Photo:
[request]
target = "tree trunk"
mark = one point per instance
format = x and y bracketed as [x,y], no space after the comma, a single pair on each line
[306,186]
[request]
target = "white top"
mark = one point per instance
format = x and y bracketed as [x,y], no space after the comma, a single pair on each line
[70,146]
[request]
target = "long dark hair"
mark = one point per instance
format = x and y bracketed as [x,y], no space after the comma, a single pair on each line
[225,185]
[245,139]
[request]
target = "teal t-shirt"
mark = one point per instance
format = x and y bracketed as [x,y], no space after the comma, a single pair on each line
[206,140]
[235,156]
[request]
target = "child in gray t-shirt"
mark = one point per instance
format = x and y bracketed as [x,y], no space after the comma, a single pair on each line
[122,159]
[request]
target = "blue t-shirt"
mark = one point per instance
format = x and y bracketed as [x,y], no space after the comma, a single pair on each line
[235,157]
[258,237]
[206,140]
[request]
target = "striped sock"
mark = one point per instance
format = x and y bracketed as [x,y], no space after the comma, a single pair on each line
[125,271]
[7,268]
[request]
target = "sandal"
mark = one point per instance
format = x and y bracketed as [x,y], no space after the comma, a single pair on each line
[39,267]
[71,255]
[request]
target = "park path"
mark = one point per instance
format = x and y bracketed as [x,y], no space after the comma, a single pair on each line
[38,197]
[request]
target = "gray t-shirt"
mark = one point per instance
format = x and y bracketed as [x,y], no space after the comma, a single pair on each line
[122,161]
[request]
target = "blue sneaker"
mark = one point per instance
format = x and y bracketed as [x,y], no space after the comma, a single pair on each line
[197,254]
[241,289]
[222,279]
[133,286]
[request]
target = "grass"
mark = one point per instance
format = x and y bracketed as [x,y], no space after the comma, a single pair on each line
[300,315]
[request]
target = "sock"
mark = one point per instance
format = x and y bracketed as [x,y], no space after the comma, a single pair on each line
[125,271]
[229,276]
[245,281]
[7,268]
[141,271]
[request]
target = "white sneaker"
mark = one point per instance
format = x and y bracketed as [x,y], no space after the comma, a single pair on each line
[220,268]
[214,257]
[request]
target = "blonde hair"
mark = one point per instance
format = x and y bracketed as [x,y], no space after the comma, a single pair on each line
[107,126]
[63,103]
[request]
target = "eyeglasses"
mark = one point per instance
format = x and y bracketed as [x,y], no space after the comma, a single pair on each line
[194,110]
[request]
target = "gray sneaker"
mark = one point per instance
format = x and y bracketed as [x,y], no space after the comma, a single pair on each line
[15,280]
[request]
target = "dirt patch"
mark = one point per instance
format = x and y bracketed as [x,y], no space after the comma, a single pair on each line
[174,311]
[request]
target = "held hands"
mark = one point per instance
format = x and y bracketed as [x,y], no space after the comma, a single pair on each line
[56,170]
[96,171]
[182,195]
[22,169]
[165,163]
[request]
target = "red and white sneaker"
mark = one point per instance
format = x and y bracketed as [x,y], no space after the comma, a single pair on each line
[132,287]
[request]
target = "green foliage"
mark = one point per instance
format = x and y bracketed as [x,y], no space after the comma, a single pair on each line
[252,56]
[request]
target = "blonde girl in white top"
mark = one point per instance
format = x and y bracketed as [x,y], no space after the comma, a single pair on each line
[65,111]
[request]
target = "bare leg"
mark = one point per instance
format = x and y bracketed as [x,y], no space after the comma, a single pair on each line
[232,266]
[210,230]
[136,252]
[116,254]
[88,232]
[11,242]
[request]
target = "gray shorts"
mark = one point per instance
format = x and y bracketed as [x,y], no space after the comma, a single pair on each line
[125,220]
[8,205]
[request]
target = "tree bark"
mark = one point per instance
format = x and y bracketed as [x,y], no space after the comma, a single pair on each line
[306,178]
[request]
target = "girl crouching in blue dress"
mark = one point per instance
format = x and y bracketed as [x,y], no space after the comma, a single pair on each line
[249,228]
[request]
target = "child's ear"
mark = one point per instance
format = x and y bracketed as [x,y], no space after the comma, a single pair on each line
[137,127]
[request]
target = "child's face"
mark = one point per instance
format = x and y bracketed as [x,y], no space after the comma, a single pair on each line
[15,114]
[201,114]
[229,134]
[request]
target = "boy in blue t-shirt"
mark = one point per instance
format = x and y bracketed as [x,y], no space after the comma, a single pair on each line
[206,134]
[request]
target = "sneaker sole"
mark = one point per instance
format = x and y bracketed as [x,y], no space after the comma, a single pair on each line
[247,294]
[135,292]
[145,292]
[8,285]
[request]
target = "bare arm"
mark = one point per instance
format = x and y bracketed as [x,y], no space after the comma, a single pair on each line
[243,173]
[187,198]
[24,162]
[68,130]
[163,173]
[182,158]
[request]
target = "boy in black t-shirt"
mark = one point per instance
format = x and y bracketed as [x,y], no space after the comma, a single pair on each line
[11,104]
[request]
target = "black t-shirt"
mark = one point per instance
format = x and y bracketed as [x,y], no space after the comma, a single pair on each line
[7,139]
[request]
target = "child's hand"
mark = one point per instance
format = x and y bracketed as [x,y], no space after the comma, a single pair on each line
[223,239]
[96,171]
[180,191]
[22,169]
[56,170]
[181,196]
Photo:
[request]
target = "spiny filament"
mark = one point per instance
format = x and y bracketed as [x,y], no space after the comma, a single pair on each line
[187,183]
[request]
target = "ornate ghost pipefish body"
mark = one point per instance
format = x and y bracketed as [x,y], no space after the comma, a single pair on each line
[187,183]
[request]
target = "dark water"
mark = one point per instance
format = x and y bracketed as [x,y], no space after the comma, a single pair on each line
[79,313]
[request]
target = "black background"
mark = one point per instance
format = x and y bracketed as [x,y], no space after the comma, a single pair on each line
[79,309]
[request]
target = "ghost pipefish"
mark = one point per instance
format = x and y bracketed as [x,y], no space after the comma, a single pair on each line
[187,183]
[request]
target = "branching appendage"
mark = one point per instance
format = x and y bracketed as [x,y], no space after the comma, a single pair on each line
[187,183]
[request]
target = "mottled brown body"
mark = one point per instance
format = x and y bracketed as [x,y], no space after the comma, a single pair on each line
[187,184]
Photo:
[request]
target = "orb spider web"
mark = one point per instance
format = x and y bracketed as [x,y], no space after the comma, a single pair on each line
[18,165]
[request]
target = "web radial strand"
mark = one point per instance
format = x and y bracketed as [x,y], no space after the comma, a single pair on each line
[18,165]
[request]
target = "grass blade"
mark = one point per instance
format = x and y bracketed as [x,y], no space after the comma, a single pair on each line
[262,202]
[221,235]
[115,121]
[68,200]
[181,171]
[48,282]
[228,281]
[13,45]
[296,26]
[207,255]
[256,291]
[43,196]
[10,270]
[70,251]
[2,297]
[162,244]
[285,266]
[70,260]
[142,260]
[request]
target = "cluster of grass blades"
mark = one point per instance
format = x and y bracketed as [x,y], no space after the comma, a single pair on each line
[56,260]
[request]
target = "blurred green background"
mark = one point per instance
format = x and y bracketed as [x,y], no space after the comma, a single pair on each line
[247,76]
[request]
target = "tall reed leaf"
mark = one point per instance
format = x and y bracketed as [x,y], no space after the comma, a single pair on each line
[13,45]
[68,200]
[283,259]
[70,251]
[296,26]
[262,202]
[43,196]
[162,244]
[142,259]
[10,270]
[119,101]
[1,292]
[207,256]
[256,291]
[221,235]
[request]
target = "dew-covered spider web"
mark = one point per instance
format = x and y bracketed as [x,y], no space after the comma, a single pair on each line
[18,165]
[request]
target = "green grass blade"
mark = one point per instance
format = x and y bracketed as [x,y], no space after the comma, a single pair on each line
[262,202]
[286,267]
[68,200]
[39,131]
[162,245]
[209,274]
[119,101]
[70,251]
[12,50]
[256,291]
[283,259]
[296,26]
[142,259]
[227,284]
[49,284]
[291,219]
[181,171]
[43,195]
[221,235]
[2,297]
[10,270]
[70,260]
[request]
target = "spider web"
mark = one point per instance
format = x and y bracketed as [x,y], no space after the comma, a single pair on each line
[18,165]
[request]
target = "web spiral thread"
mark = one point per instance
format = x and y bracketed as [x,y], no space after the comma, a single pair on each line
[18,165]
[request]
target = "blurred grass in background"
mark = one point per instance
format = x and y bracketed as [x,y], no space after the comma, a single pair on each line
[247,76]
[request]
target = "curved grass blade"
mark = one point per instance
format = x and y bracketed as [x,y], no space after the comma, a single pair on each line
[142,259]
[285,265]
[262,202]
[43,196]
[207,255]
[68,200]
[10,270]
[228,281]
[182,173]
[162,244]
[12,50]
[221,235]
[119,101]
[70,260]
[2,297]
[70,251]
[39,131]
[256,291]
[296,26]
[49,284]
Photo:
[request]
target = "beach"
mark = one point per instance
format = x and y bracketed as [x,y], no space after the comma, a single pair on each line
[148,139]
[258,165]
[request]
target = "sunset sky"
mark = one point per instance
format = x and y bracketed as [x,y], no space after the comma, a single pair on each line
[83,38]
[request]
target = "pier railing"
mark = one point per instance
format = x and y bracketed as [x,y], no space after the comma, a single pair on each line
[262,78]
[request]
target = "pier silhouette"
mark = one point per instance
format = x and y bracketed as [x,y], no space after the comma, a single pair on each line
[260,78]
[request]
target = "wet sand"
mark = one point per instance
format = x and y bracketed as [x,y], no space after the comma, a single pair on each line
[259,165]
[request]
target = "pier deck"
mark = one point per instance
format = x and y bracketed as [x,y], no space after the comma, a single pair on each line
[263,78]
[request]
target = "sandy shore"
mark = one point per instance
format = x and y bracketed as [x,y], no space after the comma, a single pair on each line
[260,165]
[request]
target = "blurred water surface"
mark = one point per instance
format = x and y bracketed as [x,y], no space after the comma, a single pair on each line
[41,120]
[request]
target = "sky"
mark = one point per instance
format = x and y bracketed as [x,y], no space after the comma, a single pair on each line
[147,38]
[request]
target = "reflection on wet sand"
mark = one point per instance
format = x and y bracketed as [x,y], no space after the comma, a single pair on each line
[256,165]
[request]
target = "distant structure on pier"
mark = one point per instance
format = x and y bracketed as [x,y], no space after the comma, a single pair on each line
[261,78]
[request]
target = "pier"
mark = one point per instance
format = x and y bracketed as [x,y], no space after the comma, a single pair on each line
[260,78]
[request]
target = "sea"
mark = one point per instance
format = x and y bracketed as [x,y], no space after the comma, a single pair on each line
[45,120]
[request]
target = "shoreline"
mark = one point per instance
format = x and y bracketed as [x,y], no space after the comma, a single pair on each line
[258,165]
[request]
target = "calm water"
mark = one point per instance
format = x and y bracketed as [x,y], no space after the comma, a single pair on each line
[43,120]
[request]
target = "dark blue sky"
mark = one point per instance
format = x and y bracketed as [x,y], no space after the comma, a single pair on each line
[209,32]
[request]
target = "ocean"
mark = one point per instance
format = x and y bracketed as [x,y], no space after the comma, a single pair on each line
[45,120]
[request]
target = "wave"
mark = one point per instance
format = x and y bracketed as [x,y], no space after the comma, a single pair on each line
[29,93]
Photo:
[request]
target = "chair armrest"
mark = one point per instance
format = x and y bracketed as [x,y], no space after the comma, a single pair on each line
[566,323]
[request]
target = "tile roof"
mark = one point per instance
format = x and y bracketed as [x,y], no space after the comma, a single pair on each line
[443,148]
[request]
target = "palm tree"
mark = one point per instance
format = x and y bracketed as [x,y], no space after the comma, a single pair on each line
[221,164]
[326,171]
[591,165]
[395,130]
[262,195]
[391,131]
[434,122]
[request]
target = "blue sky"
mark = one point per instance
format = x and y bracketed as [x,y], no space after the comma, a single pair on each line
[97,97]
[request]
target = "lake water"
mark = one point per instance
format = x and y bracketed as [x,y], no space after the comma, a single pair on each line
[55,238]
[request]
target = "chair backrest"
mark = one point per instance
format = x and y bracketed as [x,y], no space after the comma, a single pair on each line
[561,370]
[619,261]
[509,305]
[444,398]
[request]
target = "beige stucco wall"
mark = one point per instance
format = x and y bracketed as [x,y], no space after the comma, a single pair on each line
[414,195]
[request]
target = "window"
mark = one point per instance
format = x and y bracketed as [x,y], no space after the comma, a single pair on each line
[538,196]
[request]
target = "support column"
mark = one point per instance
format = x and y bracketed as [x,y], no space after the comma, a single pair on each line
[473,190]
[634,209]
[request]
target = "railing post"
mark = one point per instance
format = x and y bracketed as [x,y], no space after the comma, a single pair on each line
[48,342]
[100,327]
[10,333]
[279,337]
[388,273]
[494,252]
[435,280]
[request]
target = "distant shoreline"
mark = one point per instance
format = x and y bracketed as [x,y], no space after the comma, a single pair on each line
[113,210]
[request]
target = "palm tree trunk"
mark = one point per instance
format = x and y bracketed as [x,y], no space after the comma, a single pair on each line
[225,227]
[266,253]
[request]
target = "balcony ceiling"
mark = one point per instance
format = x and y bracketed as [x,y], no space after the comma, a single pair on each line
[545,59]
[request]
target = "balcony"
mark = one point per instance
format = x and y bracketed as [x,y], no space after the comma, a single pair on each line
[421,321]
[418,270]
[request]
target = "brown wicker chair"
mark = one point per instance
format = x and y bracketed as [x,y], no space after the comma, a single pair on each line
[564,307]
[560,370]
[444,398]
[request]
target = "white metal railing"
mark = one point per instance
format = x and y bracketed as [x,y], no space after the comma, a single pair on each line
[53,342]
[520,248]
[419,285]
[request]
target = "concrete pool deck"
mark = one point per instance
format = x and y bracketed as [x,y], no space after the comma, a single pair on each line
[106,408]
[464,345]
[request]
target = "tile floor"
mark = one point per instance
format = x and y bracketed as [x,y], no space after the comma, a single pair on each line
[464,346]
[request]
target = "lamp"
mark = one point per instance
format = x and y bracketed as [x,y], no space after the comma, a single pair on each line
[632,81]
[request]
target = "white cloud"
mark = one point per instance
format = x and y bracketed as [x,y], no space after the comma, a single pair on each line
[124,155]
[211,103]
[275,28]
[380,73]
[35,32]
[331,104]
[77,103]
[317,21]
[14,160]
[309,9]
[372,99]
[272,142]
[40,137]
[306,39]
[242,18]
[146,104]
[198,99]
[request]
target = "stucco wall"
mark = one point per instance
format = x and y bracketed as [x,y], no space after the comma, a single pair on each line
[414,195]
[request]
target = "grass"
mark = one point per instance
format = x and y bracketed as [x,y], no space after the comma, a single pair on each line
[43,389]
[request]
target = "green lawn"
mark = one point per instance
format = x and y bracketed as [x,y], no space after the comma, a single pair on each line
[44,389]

• _Given request_: Locate every line in the items above that contains the string "ghost" and copy each one. Case counts.

• _Problem solution_:
target = "ornate ghost pipefish body"
target = "ghost pipefish"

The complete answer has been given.